Rewrite the rows starting at the line that has "Provide an outline for every instance of the ceiling." and ending after the line that has "POLYGON ((427 0, 9 0, 22 43, 244 55, 427 0))", changing "exterior ring" to "outer ring" and keeping everything else the same. Return only those lines.

MATERIAL TO PROCESS:
|---|
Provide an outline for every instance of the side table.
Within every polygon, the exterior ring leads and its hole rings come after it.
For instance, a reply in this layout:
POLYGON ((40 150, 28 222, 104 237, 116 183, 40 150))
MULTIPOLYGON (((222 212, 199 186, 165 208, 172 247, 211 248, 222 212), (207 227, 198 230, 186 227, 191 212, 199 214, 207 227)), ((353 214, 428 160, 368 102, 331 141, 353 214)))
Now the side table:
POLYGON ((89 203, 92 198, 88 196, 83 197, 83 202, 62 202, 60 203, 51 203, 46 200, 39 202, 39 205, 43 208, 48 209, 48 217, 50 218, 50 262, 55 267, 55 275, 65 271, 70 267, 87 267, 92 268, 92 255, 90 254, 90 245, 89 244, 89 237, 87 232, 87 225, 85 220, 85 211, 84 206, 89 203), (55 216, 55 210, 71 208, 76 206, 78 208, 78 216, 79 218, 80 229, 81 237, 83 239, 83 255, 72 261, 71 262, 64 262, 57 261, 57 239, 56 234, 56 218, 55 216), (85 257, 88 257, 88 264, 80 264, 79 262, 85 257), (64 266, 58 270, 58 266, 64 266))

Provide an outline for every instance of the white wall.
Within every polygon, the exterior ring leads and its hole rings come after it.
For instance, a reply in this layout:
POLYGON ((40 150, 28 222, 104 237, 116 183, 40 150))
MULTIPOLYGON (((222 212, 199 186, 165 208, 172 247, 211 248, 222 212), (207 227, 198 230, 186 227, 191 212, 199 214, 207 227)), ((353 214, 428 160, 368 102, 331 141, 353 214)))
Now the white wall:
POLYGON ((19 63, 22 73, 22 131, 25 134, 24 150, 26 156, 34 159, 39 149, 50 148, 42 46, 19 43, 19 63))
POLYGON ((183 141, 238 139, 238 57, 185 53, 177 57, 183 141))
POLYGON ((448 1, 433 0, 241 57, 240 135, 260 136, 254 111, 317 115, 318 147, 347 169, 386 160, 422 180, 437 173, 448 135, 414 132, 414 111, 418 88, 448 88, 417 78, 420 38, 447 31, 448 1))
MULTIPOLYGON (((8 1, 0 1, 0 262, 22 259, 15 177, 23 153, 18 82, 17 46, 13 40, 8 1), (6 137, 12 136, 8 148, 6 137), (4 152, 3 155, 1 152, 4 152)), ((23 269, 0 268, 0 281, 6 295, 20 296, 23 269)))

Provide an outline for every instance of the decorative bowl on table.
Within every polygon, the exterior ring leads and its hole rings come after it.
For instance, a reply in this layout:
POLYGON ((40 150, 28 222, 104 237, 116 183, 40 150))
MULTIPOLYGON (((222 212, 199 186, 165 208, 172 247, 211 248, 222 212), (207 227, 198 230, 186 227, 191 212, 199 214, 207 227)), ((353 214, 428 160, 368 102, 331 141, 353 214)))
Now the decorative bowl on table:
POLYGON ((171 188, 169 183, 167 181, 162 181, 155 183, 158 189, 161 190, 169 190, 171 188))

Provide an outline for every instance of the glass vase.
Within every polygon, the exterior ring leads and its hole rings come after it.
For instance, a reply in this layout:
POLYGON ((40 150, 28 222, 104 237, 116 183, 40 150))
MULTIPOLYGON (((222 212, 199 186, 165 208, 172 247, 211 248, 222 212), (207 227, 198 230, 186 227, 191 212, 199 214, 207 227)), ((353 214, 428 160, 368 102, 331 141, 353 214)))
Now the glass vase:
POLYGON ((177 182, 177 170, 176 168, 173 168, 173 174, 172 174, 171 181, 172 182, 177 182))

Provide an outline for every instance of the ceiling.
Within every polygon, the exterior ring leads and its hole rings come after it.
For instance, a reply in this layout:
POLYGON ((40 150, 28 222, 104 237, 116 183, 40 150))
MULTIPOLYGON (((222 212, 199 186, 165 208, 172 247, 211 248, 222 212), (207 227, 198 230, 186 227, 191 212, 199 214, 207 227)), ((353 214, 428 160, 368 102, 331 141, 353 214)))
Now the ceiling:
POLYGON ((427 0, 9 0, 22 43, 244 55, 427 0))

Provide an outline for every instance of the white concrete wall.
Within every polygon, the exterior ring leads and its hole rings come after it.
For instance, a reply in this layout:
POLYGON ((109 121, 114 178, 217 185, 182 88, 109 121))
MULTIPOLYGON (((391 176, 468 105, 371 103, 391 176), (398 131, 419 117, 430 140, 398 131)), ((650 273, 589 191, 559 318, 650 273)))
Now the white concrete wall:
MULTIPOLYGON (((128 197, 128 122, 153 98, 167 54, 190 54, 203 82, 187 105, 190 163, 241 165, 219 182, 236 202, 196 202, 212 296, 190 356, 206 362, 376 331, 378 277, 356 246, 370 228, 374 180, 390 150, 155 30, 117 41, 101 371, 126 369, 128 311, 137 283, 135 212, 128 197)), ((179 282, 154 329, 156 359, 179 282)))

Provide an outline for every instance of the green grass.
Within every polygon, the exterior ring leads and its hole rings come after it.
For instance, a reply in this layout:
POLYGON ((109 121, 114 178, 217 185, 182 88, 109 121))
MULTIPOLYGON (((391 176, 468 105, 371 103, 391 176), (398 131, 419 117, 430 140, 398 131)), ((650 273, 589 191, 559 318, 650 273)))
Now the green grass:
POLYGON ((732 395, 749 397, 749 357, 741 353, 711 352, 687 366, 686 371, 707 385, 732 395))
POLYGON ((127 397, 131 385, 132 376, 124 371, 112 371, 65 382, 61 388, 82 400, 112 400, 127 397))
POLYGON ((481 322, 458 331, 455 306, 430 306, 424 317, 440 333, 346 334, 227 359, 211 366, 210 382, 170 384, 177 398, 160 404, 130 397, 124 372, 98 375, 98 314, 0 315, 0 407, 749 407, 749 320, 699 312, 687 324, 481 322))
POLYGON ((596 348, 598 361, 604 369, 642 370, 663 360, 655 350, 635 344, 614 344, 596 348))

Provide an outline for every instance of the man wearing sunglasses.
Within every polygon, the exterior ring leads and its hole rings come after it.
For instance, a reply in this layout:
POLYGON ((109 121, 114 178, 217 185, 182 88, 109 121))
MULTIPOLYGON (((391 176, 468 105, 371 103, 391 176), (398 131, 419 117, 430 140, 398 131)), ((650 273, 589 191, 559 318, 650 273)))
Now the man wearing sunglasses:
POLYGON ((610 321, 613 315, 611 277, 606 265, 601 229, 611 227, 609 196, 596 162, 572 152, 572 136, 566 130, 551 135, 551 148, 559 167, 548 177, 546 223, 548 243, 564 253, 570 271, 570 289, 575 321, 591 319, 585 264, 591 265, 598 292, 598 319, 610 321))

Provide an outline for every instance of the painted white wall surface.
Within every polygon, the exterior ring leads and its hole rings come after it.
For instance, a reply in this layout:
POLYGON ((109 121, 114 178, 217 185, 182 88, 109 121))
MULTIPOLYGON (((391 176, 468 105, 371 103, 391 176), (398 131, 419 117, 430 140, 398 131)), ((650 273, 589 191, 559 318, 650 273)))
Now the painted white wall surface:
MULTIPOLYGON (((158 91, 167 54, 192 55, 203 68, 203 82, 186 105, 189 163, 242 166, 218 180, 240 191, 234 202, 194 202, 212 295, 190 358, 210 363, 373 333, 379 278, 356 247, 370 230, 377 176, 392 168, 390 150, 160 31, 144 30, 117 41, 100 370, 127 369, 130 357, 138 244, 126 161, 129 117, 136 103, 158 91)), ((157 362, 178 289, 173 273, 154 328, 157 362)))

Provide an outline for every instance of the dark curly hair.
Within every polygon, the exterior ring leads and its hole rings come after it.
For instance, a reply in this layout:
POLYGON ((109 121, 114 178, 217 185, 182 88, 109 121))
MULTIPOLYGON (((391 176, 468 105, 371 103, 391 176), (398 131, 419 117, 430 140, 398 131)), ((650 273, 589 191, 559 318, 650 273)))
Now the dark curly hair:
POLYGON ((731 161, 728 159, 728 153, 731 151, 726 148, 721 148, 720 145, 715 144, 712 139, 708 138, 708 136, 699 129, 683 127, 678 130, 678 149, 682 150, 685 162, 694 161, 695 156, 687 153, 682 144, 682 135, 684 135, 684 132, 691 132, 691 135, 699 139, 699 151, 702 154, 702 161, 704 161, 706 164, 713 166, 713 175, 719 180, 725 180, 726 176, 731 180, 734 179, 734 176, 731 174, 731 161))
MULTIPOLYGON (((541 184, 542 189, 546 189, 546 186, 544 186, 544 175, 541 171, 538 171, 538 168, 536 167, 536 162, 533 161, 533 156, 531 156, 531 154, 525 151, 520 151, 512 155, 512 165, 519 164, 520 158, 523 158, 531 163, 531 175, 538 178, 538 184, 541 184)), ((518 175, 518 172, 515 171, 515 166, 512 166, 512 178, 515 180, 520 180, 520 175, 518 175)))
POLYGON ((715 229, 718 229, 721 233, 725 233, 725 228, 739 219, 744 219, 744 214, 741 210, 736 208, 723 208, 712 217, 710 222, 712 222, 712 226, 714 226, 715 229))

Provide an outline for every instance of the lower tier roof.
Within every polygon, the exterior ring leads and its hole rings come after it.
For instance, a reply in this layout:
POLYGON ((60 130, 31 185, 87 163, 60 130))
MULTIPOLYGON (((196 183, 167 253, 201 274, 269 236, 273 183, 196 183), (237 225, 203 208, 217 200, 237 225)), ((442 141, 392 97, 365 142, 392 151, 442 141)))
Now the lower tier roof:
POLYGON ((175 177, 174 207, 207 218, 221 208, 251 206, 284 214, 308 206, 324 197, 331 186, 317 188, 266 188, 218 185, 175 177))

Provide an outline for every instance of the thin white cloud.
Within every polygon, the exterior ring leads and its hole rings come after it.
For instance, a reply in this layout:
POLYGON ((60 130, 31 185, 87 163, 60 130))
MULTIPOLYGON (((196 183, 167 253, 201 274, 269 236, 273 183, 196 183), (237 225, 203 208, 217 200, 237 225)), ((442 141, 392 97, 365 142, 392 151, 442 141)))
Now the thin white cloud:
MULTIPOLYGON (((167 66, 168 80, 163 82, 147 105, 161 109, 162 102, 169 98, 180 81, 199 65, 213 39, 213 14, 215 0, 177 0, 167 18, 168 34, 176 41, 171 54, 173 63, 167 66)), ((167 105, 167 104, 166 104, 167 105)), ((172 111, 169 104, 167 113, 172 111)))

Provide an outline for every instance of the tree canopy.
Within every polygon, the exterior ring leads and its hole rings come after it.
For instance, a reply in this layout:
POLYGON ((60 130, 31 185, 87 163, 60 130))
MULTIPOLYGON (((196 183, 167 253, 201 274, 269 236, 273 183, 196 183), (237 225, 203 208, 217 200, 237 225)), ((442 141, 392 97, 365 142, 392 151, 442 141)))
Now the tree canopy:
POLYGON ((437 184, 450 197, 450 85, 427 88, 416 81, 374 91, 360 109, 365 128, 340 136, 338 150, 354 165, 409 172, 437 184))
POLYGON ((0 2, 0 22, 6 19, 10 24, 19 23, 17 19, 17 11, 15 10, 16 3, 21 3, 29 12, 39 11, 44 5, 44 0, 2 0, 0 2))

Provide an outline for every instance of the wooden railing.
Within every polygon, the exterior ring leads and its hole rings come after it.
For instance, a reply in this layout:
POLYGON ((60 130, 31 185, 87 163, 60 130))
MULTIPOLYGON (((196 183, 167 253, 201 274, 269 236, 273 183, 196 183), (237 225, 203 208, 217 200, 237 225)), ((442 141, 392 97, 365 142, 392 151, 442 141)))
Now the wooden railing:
|---|
SOLUTION FOR THIS TASK:
Provide an outline for every instance of the ceiling.
Within every polygon, the outer ring leads and its hole rings come after it.
For instance, a reply in this layout:
POLYGON ((40 150, 28 222, 104 237, 116 183, 40 150))
MULTIPOLYGON (((222 212, 199 186, 165 208, 172 247, 211 248, 222 212), (207 227, 198 230, 186 227, 191 212, 199 214, 207 227)), ((353 214, 428 160, 368 102, 331 141, 353 214)))
Now the ceiling:
POLYGON ((427 0, 9 0, 22 43, 244 55, 427 0))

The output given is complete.